>> begin Material provided

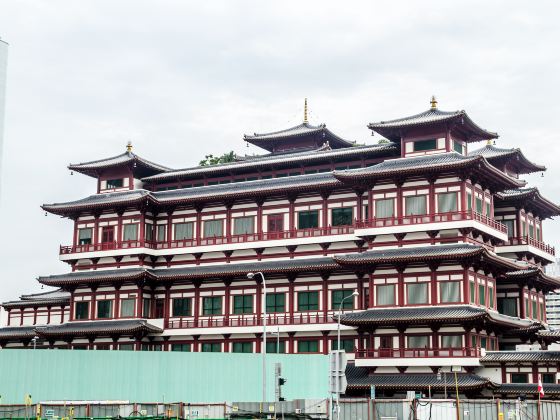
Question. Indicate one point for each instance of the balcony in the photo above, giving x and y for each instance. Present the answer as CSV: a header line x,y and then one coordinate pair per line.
x,y
465,356
211,241
530,245
251,321
436,221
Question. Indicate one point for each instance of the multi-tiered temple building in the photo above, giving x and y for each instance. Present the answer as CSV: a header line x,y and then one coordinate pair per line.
x,y
440,237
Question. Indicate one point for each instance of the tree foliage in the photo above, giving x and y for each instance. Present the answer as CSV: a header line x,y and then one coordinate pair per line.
x,y
216,160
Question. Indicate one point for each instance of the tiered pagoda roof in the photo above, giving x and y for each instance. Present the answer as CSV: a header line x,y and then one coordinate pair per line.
x,y
431,315
139,165
458,122
432,164
299,184
345,262
278,160
107,328
512,159
301,136
51,298
360,379
530,199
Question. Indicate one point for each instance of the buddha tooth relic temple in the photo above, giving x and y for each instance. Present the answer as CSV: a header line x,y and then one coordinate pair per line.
x,y
429,241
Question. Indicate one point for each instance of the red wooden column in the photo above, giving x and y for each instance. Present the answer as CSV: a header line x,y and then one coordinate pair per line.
x,y
196,302
292,215
228,220
521,303
198,224
325,210
169,227
359,205
259,218
142,237
400,212
370,204
371,290
227,303
325,293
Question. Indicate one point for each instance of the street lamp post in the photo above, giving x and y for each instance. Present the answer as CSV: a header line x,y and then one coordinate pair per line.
x,y
263,350
355,293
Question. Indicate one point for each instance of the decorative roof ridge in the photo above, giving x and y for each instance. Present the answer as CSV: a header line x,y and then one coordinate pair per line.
x,y
286,130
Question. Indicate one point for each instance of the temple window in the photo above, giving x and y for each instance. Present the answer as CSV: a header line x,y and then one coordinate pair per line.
x,y
243,225
447,202
185,347
385,294
308,346
115,183
181,307
81,310
346,344
104,309
213,228
478,205
418,341
519,378
149,232
308,219
341,216
308,301
339,295
417,293
130,232
452,341
243,347
146,306
211,347
458,147
161,229
243,304
415,205
449,291
507,306
275,222
384,208
548,378
85,236
126,347
183,231
274,347
275,302
127,307
422,145
212,305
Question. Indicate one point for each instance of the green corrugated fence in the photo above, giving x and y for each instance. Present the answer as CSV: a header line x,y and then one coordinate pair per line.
x,y
70,375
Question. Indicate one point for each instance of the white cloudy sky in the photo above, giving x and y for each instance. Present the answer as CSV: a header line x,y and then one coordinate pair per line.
x,y
182,79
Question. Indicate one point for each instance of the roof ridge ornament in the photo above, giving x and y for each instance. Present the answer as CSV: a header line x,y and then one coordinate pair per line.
x,y
433,102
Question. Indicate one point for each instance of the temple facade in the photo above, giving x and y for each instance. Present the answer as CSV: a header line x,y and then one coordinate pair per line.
x,y
429,247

>> end Material provided

What is needed
Reproduce every line of the listing above with "one coordinate pair per line" switched to "a single coordinate pair on each line" and everything else unchanged, omitting the pictures.

Task solution
Question. Indicate one point for each instance of the balcony in the photo above, giving x and y for each instance. Present the answer as CSV: a header line x,y and then a single coordinate pair on each line.
x,y
465,356
211,241
530,245
251,321
436,221
Question. Indicate one point for each instance of the multi-tiered temple building in the photo above, giving x and y for each instance. Present the answer as CSV: a header line x,y and then a single coordinate pair on each line.
x,y
440,237
Question. Indicate one point for each instance of the tree foliage in the photo above, giving x and y for each instance. Present the answer as CSV: a header line x,y and then a single coordinate pair on each line.
x,y
216,160
Question. Indicate one point for each instance of the tiered pagoda roof in the photo above, giving x and y for each instance. Present the answer as CSV: a header line x,y and then a single coordinate pair on each line.
x,y
431,315
139,165
458,122
432,164
299,184
345,262
278,160
107,328
512,159
301,136
51,298
360,379
530,199
Question. Indicate one point for each instance of the buddha tooth relic temple in the photo above, giving x and y for each instance. Present the answer as CSV: a header line x,y and then a single coordinate pair on each line.
x,y
429,241
Question. Indicate one point for each instance of the red wooden column in the photo above, giving x and y for each instance. Present the answer as CSV: a header line x,y and then a single coordinate pair on each line.
x,y
196,302
292,215
228,220
521,303
198,224
325,210
169,227
359,205
259,218
142,237
400,212
370,204
371,290
227,303
325,293
Question. Indicate one point for each instance of the street lamp post in the photo above, giving x and y for each instance. Present the answer as CSV: a header line x,y and then a single coordinate pair on each line.
x,y
263,350
355,293
Question. Indicate one point for each instance of the decorative roof ridge in the photo above, giving x and y for each instance. Present the answer as CSV: a header line x,y and then a single coordinate pair on each line.
x,y
286,130
Question. Indicate one point for each instance of the temple window in the photo above, giving x and y for each instance. Present the answer as CSV: a header line x,y and then a single coordinate pair on each line.
x,y
243,225
447,202
185,347
385,294
308,346
115,183
181,307
81,310
346,344
104,309
213,228
478,205
418,341
519,378
149,232
308,219
341,216
308,301
339,295
417,293
130,232
452,341
243,347
146,306
211,347
458,147
161,229
243,304
415,205
449,291
507,306
275,222
384,208
548,378
85,236
126,347
183,231
274,347
275,302
127,307
422,145
212,305
Question. Indicate one point for each instance of the green corrugated fence in the photo above, giving x and y for each instance. Present the answer as CSV: a header line x,y and then a single coordinate pair on each line.
x,y
70,375
Question. Indicate one point for each instance of the white cloudy sky in the photo above, giving x and y for each instance. Present the answer as CSV: a header line x,y and then a single coordinate pair on each line.
x,y
182,79
Question. Indicate one point for each instance of the roof ridge ornament in the photo above, giving x and y for each instance. Present the answer as CSV: a header line x,y and then a single coordinate pair on each line.
x,y
433,102
Question. Indicate one point for each instance of the temple facade in the photo above, giving x and y for each instance. Present the answer as CSV: a header line x,y and then a single coordinate pair on each line.
x,y
429,247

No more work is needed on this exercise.